== Passage shown
As part of the interviewing process, Faour did a demo lesson on Zoom last year for freshman physics.
Sophomore Kasmer Conner, a student in her demo lesson, said Faour answered all his questions easily and explained all the answers as easily.
Faour stood out as a candidate because of the way she brought students into the conversation on Zoom, Whited said.
“She was really good at complimenting students, even if they got the question wrong,” Whited said. “I felt like she’s the right person for the job. We felt as though she’d be the person who’d stay here for many years.”
When Faour heard she got the job, she immediately started looking for an affordable apartment, as she had been staying in a hotel with her family.
Unfortunately, she and her family found few options. The first apartment they toured left them with a horrible feeling.
“We were frustrated and disappointed,” she said. “We stayed in the hotel for six days. We found a very tiny apartment.”
Faour is starting her freshman physics class with electrical circuits because she believes labs and hands-on experiments are the best ways to learn physics and studying circuits involves a lot of hands-on work.
Wyatt Hall, a freshman in Faour’s physics class, said it was fun to see what he was learning about right in front of him.
“In my class, we will go for concepts, not algebra,” Faour said.
Senior Jesus Aispuro, who takes Advanced Placement Physics C, said Faour is very energetic and loud, making the class really exciting despite having lots of material to cover.
In her childhood, Malak Faour spent more time playing with her friends in the woods and on the streets than in her home. She only ever came home to sleep.
“I spent most of my childhood in the street,” Faour said. She made houses out of mud and wandered the forest with her friends at age six.
Faour and her friends would go from house to house to gather more kids to play with, some of which she didn’t know. They visited each other in the morning every day.
She was the eldest of three sisters and a brother. She was responsible for taking care of her siblings and helping them.
“I was very spoiled since I was the eldest child,” Faour said. Her family threw big celebrations for her birthdays.
“Because you are the eldest, it’s like your family sees you and only you,” Faour said.
“They bought me lots of books and movies when I was a kid. Every two weeks I’d get a new movie, I’d invite all the kids in my neighborhood to watch the movie with me.”
Despite playing outdoors with friends in Lebanon, she didn’t play any sports, choosing to focus on her education.
====
▸ Set problem A:
Answer these questions from the Faour profile, one line each.
(i) For how many days did Faour and her family stay in the hotel?
(ii) With what topic is Faour starting her freshman physics class?
(iii) What was Faour's place among her siblings?
▸ Set problem B: Reproduce the Faour profile word for word from "In her childhood, Malak" to "home to sleep.".
== Dataset section
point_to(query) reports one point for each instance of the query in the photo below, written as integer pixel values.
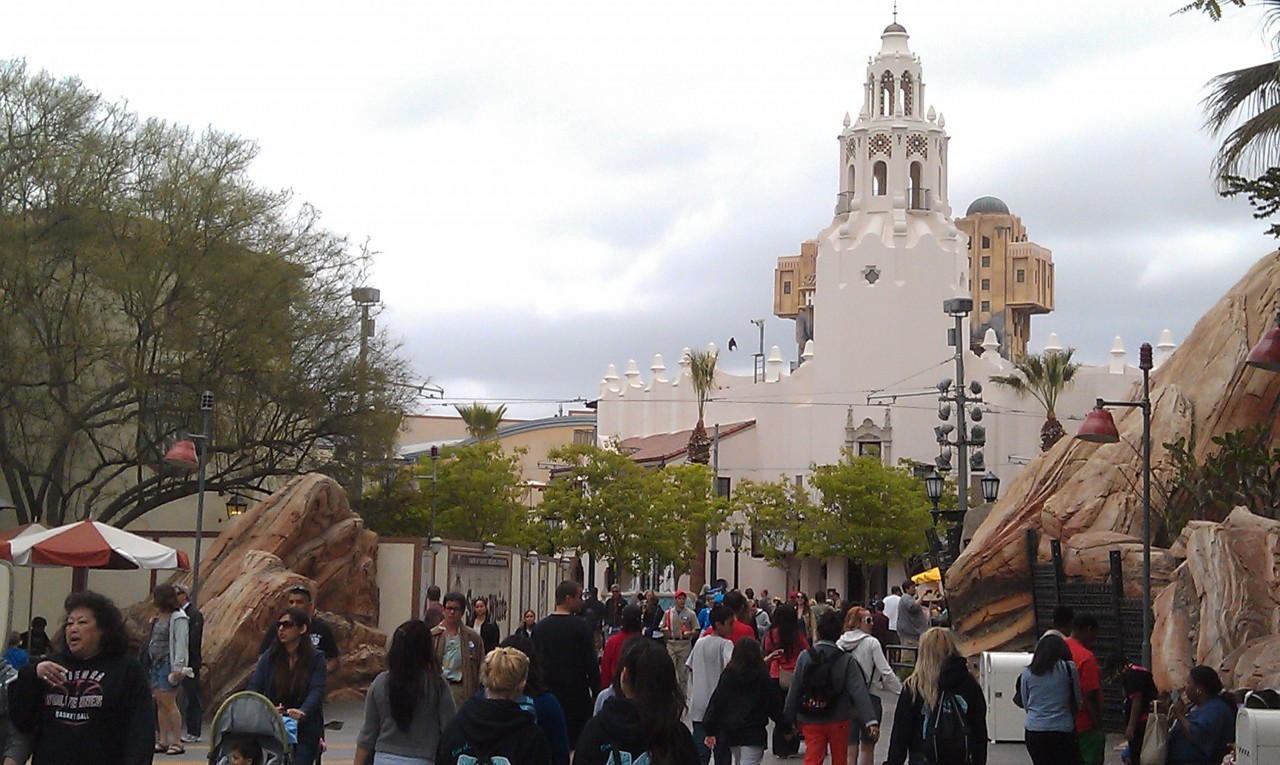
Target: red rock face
(1089, 496)
(305, 534)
====
▸ Correct response A:
(i) Six days.
(ii) Electrical circuits.
(iii) She was the eldest of three sisters and a brother.

▸ Correct response B:
In her childhood, Malak Faour spent more time playing with her friends in the woods and on the streets than in her home. She only ever came home to sleep.